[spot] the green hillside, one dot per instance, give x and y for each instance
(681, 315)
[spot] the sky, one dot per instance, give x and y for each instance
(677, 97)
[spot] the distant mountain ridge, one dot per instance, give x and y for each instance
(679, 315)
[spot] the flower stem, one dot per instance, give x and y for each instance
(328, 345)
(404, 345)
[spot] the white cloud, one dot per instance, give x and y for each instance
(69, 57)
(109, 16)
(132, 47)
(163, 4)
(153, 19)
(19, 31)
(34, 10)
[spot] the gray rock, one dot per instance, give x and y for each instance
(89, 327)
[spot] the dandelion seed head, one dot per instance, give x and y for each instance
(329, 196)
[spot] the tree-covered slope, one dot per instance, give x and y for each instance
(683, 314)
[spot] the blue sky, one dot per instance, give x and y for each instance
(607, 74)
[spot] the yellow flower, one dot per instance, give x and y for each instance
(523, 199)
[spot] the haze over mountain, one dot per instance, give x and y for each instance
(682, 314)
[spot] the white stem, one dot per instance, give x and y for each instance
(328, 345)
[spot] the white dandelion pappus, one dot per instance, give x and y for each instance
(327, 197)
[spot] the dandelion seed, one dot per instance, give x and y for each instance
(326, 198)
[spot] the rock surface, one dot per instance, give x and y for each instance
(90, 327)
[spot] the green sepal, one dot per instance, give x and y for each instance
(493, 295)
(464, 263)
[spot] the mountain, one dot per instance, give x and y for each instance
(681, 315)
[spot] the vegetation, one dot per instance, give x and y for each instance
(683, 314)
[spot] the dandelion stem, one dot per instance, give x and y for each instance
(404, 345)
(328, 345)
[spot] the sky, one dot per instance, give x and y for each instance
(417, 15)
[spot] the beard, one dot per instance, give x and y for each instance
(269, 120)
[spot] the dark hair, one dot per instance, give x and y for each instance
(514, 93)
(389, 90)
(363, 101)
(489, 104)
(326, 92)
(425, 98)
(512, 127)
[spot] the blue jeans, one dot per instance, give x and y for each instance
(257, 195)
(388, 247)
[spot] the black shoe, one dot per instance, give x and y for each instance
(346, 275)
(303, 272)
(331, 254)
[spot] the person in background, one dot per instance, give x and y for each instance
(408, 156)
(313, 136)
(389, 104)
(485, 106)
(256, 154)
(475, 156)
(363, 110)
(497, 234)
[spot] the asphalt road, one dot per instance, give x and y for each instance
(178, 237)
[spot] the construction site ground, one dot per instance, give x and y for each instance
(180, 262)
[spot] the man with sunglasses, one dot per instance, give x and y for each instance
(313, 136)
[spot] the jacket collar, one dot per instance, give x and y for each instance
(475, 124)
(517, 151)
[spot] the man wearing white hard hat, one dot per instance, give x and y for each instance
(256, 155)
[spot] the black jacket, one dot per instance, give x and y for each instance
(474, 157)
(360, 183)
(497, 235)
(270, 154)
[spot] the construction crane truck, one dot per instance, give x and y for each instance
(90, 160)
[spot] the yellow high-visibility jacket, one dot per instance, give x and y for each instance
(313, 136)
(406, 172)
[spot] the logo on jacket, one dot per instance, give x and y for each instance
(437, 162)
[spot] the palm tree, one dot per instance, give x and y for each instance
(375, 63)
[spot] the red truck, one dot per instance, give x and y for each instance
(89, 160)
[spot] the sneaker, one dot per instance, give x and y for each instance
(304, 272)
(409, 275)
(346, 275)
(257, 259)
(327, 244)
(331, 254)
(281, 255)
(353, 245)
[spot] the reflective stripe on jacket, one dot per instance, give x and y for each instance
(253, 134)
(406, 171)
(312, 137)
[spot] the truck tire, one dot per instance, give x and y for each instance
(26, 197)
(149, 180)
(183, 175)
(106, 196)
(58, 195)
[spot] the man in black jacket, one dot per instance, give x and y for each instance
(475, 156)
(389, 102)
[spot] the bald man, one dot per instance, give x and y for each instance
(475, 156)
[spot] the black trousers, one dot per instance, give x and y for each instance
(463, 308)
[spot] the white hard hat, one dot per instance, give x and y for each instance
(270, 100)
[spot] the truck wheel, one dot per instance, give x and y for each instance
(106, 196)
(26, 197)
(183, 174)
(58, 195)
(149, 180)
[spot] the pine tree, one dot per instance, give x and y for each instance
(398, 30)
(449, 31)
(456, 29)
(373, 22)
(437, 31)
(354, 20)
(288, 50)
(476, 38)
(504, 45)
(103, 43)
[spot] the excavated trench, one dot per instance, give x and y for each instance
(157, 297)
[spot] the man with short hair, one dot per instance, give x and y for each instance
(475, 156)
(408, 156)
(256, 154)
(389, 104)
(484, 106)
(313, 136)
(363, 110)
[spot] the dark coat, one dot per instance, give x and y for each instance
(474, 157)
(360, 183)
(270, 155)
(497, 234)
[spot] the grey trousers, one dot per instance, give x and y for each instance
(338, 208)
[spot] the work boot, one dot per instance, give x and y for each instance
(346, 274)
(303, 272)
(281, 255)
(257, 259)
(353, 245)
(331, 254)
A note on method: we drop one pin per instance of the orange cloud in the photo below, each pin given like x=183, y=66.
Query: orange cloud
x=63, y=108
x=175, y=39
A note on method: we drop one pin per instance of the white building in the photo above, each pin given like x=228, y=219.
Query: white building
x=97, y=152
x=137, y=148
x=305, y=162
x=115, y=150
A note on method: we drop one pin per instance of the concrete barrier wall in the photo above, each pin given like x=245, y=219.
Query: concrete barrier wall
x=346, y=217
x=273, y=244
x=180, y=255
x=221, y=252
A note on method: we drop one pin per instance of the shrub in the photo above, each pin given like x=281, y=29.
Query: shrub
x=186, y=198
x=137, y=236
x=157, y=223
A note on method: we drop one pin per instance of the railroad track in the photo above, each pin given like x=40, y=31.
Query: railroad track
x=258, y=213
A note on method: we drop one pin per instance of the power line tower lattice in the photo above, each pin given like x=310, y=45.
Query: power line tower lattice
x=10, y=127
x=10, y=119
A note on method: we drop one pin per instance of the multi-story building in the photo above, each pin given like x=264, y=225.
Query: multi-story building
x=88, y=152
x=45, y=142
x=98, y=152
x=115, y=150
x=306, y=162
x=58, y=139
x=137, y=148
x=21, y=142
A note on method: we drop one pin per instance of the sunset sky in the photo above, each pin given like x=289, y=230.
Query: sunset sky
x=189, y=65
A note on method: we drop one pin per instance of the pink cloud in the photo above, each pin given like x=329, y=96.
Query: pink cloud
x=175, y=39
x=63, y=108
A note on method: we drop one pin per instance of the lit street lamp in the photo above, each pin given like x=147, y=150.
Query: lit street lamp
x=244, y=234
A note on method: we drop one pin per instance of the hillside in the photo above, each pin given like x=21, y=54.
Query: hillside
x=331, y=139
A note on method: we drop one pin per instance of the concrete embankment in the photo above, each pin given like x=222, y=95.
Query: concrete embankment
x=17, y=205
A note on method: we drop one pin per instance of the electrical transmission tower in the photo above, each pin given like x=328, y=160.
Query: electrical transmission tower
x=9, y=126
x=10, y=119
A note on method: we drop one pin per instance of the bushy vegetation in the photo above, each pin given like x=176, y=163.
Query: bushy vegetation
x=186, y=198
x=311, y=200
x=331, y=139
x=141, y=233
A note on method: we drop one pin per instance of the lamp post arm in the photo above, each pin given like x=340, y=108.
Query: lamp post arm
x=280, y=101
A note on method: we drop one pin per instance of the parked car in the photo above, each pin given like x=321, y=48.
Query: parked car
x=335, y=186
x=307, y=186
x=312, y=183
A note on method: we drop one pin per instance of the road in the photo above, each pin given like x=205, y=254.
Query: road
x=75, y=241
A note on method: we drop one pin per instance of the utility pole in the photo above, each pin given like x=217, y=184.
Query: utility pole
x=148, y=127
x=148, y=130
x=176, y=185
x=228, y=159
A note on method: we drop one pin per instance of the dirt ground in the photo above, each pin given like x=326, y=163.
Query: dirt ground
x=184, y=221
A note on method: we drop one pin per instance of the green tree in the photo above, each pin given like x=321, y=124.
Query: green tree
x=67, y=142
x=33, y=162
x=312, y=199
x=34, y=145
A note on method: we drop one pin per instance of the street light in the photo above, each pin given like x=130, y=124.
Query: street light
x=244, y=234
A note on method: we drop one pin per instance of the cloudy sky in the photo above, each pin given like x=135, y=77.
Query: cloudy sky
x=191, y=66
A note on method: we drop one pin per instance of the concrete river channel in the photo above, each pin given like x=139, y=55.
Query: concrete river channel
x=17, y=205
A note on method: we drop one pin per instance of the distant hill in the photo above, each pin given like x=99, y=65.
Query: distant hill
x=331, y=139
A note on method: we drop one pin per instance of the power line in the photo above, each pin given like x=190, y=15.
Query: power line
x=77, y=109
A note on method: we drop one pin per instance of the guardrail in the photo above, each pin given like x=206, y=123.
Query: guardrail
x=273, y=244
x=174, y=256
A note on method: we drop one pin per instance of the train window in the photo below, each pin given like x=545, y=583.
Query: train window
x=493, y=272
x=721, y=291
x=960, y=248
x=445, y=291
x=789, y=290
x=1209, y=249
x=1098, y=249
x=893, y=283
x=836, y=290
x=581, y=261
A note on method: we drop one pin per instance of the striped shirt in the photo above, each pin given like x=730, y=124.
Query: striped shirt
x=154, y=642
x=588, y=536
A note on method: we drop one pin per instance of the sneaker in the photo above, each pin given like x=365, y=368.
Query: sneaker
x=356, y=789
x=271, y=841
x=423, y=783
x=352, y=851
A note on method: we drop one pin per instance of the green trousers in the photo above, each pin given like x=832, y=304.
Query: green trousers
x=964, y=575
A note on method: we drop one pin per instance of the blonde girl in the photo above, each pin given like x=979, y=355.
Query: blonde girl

WHAT YOU SHOULD DO >>
Copy the entries from the line that contains "like x=99, y=65." through the end of the entries, replacing "drop" with "place" and changing nothing else.

TASK SOLUTION >>
A note on method: we place one pin per instance of the distant hill in the photo above, each pin given like x=99, y=65.
Query: distant hill
x=331, y=139
A note on method: we place one pin per instance of the power line in the photo above, each pin given like x=190, y=15.
Query: power line
x=77, y=109
A note on method: we place one pin per instance of the guardrail in the photo above, each pin given like x=206, y=123.
Query: guardrail
x=273, y=244
x=174, y=256
A note on method: we place one pin per instance of the train window in the photo below, each pin given like x=545, y=583.
Query: train window
x=493, y=272
x=721, y=291
x=960, y=248
x=445, y=291
x=789, y=290
x=1209, y=249
x=1098, y=249
x=893, y=283
x=836, y=290
x=581, y=261
A note on method: we place one pin per instance of the striped shirt in the photo above, each pin given like x=730, y=124.
Query: striped shirt
x=154, y=642
x=588, y=536
A note on method: we place one pin per instance of the sneaker in the photo above, each pin given like x=365, y=368.
Query: sneaker
x=356, y=789
x=271, y=841
x=423, y=783
x=352, y=851
A note on method: we place one pin per instance of the green trousers in the photo above, each pin given like x=832, y=304.
Query: green trousers
x=964, y=575
A note on method: we place one pin per instance of the blonde girl in the photo above, each pin given like x=979, y=355.
Query: blonde girl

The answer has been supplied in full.